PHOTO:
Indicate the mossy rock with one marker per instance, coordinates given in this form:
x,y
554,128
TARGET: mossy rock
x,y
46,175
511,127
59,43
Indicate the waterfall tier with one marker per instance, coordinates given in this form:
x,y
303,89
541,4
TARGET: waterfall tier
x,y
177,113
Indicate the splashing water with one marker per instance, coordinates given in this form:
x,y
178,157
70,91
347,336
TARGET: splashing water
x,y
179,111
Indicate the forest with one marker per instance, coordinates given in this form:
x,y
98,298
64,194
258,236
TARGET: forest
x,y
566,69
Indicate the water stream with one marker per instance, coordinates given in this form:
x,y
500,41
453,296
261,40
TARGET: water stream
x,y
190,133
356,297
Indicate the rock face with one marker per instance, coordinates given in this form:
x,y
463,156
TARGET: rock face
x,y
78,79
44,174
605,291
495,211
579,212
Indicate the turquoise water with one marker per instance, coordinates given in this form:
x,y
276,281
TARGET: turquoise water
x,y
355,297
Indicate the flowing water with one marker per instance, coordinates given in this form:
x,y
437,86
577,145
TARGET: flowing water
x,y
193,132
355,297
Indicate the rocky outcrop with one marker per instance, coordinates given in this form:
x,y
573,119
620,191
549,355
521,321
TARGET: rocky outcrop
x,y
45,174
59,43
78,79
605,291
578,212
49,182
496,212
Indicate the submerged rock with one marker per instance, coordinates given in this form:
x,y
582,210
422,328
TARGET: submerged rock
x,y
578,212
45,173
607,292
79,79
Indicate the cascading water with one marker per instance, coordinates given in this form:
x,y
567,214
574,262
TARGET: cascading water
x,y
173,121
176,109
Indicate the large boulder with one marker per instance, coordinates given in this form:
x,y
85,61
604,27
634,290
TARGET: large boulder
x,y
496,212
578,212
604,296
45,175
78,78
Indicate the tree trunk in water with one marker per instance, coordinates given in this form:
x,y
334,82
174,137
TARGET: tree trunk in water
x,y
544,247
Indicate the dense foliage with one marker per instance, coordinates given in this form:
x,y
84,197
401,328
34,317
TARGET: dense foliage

---

Assignment: In the entries above, find each line with the word "foliage" and return it.

Result of this task:
Indicate the dense foliage with one marker per instance, coordinates given in this form:
TARGET: dense foliage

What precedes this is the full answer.